→ Supplied material:
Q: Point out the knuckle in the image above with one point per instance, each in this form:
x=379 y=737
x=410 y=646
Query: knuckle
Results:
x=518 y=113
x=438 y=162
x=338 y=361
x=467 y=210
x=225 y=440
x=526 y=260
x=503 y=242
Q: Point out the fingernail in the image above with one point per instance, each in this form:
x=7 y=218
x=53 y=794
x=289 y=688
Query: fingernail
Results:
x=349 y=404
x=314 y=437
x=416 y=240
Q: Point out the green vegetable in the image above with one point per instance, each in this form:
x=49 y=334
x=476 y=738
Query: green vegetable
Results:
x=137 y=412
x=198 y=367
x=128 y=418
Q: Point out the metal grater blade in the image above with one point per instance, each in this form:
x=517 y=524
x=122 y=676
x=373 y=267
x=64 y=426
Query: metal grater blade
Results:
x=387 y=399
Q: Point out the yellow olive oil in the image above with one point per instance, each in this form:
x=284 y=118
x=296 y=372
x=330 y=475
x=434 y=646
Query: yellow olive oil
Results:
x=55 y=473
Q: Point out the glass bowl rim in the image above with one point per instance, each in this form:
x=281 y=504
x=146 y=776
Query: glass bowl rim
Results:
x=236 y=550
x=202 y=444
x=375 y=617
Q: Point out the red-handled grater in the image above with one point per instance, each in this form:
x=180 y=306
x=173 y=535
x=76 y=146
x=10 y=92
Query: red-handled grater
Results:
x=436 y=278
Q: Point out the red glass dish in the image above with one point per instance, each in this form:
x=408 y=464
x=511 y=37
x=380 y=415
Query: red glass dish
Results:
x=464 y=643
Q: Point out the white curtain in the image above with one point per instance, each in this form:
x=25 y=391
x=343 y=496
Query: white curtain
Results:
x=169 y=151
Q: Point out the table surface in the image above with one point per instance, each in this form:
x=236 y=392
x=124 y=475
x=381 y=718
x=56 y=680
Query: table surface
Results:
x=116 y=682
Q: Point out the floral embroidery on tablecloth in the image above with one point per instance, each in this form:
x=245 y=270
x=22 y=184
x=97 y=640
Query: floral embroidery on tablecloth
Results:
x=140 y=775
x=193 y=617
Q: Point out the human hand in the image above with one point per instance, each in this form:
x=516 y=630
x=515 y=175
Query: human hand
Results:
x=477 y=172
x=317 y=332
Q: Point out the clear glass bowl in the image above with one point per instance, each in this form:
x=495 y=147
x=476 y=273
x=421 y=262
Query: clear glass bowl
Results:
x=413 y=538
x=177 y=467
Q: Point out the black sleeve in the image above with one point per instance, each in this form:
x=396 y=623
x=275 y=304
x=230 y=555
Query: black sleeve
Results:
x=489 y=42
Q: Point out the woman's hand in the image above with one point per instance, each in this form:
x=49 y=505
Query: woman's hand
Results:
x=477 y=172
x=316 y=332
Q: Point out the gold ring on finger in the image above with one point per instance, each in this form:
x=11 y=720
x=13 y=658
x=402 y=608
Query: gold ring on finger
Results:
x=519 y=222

→ The problem: From the listing above, copy every line where the string "olive" is found.

→ Written solution:
Q: Point out the yellow olive oil in the image above with one point per instance, each in this form:
Query: yellow olive oil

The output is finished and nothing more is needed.